■ **Rincian Tugas**
Dalam teks tentang genosida di Rwanda, siapa yang memimpin Angkatan Darat pada masa itu?

■ **Teks Bacaan**

Milisi Hutu bernama Interahamwe inilah yang menggaungkan pemerintahan satu suku dan sangat terkenal membenci suku Tutsi. Meski demikian, Interahamwe dengan kekuatan publikasinya menuduh RPF yang melakukan penembakan terhadap Presiden Habyarimana.

Peristiwa penembakan terhadap Presiden Rwanda ditambah kekuatan publikasi dari Interahamwe lantas memicu genosida terhadap orang-orang bersukut Tutsi dan suku Hutu moderat. Beberapa jam pasca penembakan, milisi Hutu sudah melakukan blokade di berbagai tempat untuk menghalangi warga beretnis Tutsi meninggalkan Rwanda. 

Kebencian Hutu terhadap Tutsi juga dipicu oleh dendam sejarah. Saat Rwanda berada di bawah kekuasaan Prancis, Tutsi justru dituduh bersekongkol dengan Belgia untuk menguasai Rwanda. Maka dengan demikian, genosida di Rwanda juga tidak terlepas dari kepentingan negara Eropa dalam hal ini Prancis. Bahkan pasca penembakan Presiden Habyarimana, Prancis dituduh membantu pasukan khusus Garda Presiden dan milisi Interahamwe.

Genosida Melibatkan Angkatan Bersenjata, Milisi hingga Oknum Parpol

Dua kekuatan inilah yang memegang kendali atas genosida yang terjadi selama hampir seratus hari di Rwanda. Angkatan Bersenjata khususnya Angkatan Darat saat itu dipimpin oleh Jenderal Augustin Bizimungu sedangkan milisi Hutu, Interahamwe dipimpin oleh Georges Rutuganda. 

Milisi Hutu lain yang juga dituduh terlibat dalam genosida adalah Impuzamugambi yang didirikan oleh Robert Kajuga tetapi di lapangan dipimpin oleh Hassan Ngeze dan Jean-Bosco Barayagwiza. Kajuga juga merupakan pimpinan tertinggi Interahamwe dan wakilnya adalah Rutuganda. Itulah sebabnya di lapangan, Impuzamugambi dan Interahamwe saling mendukung dalam aksi genosida mereka. Diketahui bahwa Interahamwe lebih banyak jumlah anggotanya karena milisi ini juga melibatkan orang-orang penting dari partai politik penguasa.

Entri tersimpan
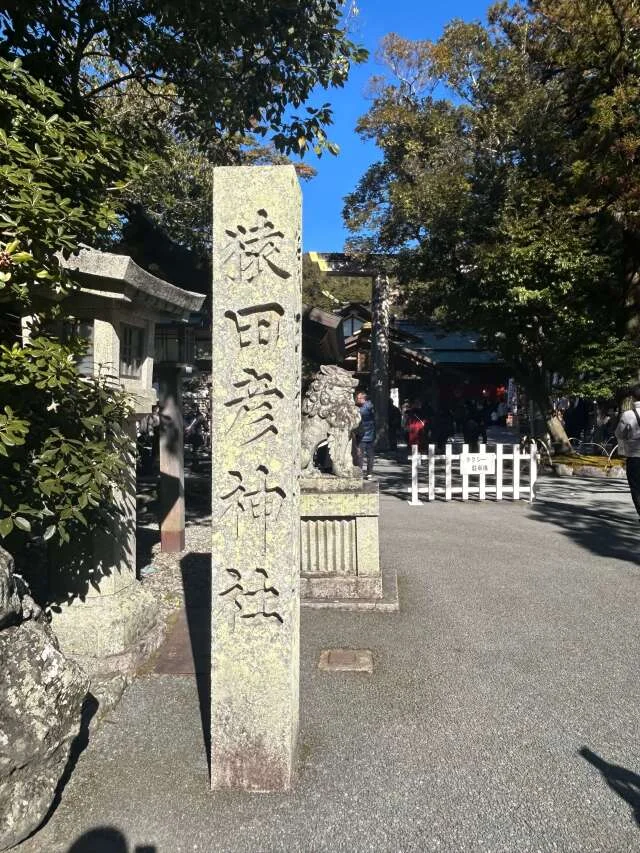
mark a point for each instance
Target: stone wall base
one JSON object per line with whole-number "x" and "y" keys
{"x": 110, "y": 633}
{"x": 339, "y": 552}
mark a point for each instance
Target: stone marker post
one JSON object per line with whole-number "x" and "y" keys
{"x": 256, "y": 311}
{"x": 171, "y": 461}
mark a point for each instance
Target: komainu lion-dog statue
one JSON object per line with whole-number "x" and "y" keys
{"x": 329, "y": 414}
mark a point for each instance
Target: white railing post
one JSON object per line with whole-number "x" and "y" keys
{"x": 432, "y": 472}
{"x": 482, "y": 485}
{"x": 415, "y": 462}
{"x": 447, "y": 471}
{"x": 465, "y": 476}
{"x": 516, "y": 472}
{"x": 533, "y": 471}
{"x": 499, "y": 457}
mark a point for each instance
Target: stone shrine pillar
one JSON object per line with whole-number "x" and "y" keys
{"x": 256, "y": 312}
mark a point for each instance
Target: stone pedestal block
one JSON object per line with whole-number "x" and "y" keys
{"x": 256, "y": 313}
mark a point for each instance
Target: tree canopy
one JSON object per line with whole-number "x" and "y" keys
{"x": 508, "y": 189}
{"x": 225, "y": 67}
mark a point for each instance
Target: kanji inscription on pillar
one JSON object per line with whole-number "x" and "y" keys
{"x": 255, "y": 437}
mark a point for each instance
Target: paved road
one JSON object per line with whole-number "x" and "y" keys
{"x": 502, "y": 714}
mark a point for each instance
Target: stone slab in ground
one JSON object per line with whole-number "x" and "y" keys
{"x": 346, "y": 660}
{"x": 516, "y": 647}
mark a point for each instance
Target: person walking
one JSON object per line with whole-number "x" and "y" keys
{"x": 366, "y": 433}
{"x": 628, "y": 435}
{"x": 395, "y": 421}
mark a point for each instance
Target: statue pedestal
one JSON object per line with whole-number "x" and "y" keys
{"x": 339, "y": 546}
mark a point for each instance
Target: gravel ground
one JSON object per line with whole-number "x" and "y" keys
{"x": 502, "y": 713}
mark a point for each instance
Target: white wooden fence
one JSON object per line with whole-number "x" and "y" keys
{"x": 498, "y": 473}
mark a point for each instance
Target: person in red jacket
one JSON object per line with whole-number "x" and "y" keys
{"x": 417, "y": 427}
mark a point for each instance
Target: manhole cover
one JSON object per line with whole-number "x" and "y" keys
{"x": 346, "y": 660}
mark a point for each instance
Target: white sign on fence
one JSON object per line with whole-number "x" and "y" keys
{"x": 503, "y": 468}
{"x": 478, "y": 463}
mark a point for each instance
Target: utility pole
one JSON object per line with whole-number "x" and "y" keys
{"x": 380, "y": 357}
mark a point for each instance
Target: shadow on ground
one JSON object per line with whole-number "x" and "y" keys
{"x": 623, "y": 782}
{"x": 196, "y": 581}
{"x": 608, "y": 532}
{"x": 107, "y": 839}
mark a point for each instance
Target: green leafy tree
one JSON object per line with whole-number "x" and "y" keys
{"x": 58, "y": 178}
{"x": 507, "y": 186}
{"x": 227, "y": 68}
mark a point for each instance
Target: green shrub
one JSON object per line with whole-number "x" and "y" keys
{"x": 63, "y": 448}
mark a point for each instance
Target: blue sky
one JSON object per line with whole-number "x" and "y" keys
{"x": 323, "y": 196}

■ **Jawaban Tertulis**
Angkatan Darat pada masa itu dipimpin oleh Jenderal Augustin Bizimungu.